§ **Problems to solve**
(1) Please decide whether each statement agrees with the Beach Samba album entry below: (a) Creed Taylor produced the album; (b) the album was recorded in Los Angeles; (c) the AllMusic review gave the album four stars. Answer yes or no for each, quoting the words of the entry that decide it.
(2) Name every genre that the Beach Samba album entry below gives for the album.
(3) Write the next part of the Beach Samba album entry, starting after its final sentence.

§ **Text block**
========================================================================
Studio album by Astrud Gilberto
- Released: 1967
- Recorded: May 27 – June 30, 1967, New York
- Genre: Folk-pop; bossa nova; samba; easy listening;
- Length: 27:38
- Label: Verve
- Producer: Creed Taylor

Astrud Gilberto chronology
| A Certain Smile, A Certain Sadness (1965) | Beach Samba (1967) | Windy (1967) |

= Beach Samba =

Beach Samba is a 1967 studio album by Astrud Gilberto, arranged by Eumir Deodato and Don Sebesky.

Beach Samba was included in the book 1001 Albums You Must Hear Before You Die.

==Reception==

The AllMusic review by Richie Unterberger awarded the album three stars and said that the album was "One of Gilberto's less impressive '60s Verve outings, primarily due to the more pop-oriented song selection...some of the pop choices work well, particularly Tim Hardin's gorgeous 'Misty Roses,'" and praised "Nao Bate O Corocao" saying that it had Gilberto "cutting loose with confident, sassy scats, as she rarely did before or since."
========================================================================
§ **Rows**
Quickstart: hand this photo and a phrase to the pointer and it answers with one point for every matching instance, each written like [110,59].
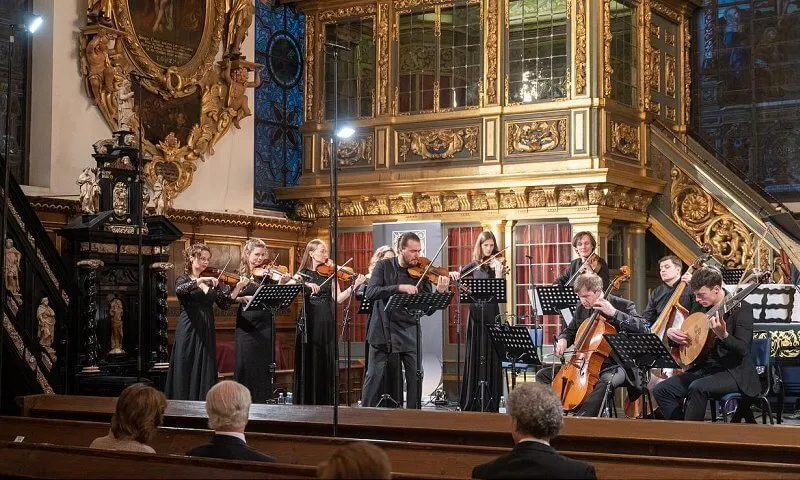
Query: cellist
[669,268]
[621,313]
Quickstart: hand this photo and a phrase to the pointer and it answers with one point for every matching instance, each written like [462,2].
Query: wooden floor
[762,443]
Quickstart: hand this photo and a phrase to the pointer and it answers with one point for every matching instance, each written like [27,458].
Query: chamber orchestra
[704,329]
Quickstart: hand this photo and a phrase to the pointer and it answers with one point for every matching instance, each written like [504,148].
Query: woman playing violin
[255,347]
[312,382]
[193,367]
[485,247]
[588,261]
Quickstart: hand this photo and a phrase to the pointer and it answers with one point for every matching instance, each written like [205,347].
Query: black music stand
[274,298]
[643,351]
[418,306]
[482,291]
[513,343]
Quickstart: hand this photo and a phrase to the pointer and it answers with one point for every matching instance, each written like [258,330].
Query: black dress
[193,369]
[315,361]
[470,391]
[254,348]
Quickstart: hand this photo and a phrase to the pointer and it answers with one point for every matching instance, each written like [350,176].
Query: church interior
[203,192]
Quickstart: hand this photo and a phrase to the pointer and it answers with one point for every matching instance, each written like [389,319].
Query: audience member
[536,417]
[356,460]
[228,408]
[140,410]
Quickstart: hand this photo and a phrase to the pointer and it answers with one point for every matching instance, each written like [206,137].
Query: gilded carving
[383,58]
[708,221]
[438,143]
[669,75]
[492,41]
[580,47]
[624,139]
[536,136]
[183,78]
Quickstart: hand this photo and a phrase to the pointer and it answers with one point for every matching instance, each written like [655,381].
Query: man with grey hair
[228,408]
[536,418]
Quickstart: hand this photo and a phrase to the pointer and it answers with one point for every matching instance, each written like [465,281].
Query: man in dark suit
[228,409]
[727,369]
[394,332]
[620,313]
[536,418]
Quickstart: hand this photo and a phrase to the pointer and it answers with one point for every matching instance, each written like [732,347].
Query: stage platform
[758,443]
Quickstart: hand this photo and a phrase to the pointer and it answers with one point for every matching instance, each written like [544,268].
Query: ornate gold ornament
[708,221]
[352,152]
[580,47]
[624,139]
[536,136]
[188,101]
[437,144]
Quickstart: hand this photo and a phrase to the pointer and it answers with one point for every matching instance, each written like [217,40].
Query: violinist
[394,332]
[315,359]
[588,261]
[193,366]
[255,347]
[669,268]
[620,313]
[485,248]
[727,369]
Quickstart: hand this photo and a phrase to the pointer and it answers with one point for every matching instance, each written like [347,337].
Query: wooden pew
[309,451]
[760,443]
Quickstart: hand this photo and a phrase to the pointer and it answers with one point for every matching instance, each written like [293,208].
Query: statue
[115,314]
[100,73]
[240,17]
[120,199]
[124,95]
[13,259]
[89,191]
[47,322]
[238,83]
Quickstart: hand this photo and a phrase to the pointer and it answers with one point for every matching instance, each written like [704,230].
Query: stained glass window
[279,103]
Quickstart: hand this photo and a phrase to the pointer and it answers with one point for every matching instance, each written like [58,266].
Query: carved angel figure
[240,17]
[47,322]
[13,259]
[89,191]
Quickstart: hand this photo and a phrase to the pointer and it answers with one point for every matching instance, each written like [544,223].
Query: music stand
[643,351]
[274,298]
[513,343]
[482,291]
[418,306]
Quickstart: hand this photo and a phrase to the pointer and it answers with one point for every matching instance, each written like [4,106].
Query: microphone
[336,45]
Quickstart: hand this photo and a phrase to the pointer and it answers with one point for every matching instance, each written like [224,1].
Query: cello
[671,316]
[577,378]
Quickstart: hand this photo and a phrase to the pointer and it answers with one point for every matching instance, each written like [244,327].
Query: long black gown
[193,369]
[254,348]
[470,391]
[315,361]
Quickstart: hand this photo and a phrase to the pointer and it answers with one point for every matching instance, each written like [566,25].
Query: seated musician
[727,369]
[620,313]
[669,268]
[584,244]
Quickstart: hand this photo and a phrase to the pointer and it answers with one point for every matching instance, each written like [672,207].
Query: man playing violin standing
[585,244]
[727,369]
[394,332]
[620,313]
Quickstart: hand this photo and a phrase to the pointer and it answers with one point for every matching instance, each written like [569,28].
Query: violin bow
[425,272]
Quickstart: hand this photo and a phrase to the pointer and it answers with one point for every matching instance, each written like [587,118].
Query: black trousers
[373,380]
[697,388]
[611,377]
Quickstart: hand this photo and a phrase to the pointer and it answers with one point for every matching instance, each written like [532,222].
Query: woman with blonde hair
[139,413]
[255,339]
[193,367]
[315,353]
========================================================================
§ **Answer list**
(1)
(a) Yes: "Producer: Creed Taylor"
(b) No: "Recorded: May 27 – June 30, 1967, New York"
(c) No: "awarded the album three stars"

(2) Folk-pop, bossa nova, samba, easy listening

(3)
Professional ratings
Review scores
| Source | Rating |
| AllMusic |  |

==Track listing==
1. "Stay" (Gayle Caldwell) – 2:41
2. "Misty Roses" (Tim Hardin) – 2:36
3. "The Face I Love" (Norman Gimbel, Carlos Pingarilho, Marcos Valle) – 2:06
4. "A Banda (Parade)" (Chico Buarque, Bob Russell) – 2:07
5. "Oba, Oba" (Luiz Bonfá) – 1:59
6. "Canoeiro" (Eumir Deodato) – 1:32
7. "I Had the Craziest Dream" (Mack Gordon, Harry Warren) – 2:25
8. "Bossa Na Praia (Beach Samba)" (Geraldo Cunha, Pery Ribeiro) – 2:48
9. "My Foolish Heart" (Ned Washington, Victor Young) – 2:47
10. "Dia das Rosas (I Think of You)" (Bonfá, Patti Jacob) – 2:21
11. "You Didn't Have to Be So Nice" (Steve Boone, John Sebastian) – 2:41
12. "Não Bate O Coração" (Deodato) – 1:35

==Personnel==

- Performance
- Astrud Gilberto – vocals
- Marcello Gilberto – vocals on "You Didn't Have to Be So Nice"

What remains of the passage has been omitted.